- [Instructions for the task]
Of the entries below, copy only those lines that contain the word "umbrella".

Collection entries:
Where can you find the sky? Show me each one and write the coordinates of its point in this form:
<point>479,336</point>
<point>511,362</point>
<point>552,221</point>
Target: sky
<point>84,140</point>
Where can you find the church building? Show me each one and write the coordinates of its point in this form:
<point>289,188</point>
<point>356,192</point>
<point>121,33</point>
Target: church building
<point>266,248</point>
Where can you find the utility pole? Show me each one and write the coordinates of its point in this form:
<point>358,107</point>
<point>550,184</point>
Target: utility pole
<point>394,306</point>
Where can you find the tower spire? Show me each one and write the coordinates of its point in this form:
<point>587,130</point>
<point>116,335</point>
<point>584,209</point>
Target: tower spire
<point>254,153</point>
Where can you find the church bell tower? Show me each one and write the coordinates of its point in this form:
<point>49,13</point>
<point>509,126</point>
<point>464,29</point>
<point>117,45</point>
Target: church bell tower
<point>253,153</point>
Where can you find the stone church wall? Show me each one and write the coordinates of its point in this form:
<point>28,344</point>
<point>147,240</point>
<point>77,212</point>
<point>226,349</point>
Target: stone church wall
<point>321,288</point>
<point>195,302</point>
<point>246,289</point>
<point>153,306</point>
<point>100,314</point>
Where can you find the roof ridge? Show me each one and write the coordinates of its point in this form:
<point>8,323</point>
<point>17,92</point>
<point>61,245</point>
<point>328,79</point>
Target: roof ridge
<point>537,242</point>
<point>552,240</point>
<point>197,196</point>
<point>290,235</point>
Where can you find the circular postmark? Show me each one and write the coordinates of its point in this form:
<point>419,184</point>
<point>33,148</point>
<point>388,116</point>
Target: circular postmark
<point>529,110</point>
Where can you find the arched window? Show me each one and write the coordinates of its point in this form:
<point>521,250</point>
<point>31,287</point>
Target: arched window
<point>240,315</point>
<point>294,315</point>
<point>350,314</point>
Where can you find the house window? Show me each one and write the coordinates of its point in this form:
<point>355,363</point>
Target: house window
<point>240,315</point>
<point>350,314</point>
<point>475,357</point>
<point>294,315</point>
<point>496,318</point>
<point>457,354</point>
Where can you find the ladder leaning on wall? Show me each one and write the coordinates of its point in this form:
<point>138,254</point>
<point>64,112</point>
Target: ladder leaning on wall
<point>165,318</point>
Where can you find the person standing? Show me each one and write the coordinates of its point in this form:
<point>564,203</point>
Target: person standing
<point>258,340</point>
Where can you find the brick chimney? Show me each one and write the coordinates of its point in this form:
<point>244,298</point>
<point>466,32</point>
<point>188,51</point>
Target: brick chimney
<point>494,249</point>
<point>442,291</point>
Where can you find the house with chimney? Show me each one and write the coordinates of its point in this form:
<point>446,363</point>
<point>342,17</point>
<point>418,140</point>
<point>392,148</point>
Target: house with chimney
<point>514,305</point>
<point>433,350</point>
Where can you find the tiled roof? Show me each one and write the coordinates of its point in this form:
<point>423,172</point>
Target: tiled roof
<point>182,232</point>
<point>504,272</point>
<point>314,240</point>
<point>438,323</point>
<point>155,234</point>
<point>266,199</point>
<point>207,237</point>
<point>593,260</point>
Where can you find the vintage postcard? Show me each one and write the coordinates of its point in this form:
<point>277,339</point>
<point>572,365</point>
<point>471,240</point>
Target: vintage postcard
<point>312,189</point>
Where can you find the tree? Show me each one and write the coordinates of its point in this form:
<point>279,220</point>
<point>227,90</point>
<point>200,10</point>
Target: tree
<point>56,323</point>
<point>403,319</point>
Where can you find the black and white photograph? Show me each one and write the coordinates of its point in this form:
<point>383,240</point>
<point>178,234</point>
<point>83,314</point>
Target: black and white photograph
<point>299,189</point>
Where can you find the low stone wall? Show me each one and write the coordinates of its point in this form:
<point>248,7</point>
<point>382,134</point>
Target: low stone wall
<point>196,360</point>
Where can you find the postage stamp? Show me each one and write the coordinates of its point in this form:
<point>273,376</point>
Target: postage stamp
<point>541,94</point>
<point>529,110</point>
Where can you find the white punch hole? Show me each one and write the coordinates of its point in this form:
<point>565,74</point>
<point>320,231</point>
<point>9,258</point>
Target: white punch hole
* * *
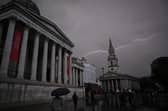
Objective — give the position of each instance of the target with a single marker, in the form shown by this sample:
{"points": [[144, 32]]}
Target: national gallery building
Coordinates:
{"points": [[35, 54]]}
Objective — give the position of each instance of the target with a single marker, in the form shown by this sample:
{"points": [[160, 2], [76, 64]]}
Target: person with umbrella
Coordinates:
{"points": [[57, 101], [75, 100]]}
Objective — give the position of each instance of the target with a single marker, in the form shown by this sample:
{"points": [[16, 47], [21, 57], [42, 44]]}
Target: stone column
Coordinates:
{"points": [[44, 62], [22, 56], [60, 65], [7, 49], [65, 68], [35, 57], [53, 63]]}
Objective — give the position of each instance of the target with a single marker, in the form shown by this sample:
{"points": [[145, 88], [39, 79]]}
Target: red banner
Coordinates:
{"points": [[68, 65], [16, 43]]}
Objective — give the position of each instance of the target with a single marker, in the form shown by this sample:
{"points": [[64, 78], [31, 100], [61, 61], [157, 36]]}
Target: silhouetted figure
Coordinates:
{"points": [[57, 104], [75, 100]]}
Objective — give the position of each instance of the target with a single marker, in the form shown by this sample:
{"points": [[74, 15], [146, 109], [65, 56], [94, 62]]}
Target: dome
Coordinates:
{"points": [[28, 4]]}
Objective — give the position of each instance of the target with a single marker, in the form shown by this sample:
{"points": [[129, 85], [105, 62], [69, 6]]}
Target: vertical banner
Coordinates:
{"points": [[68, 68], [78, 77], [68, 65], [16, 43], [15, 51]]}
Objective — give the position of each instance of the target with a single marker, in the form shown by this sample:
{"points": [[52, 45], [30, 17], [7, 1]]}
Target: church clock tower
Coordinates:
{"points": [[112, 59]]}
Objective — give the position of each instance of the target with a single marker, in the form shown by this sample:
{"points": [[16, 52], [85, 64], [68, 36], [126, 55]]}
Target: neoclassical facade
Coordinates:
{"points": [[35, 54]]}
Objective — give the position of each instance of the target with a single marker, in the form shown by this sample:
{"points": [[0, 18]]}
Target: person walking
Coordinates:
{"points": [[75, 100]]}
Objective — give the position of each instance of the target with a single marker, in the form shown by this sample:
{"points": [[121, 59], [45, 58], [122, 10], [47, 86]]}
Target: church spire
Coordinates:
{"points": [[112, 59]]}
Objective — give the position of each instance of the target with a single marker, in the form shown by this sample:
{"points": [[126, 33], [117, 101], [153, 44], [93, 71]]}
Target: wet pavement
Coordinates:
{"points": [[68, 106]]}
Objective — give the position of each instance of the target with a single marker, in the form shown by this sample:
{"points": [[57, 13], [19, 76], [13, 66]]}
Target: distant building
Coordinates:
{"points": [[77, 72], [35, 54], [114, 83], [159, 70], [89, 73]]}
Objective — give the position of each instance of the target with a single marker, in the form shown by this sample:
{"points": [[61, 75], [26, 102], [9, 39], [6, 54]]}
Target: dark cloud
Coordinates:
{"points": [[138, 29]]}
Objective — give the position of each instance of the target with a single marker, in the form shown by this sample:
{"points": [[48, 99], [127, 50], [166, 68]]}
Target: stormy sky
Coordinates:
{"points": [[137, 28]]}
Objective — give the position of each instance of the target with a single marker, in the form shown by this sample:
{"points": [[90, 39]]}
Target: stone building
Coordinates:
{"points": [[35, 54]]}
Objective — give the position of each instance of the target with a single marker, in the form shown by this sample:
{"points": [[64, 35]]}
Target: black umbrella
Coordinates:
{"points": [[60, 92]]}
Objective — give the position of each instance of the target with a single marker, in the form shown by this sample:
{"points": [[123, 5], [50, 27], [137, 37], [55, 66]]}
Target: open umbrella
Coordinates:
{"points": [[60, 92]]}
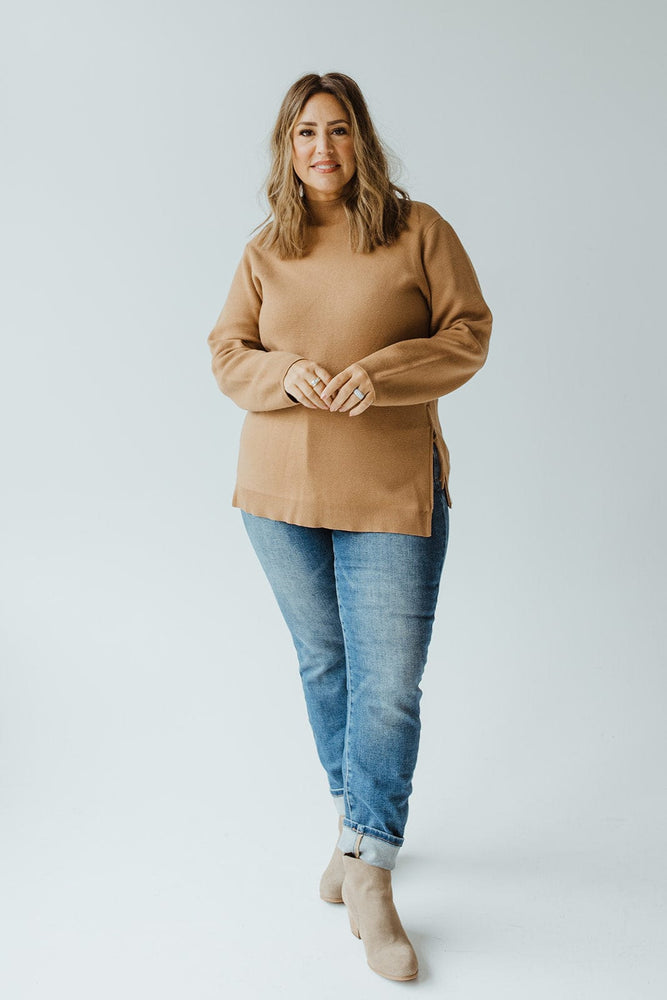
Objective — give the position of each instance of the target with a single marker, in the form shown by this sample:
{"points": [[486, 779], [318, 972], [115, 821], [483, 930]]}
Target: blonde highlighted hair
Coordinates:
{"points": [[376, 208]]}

- [Response]
Target: person with umbrella
Target: black umbrella
Target: open umbrella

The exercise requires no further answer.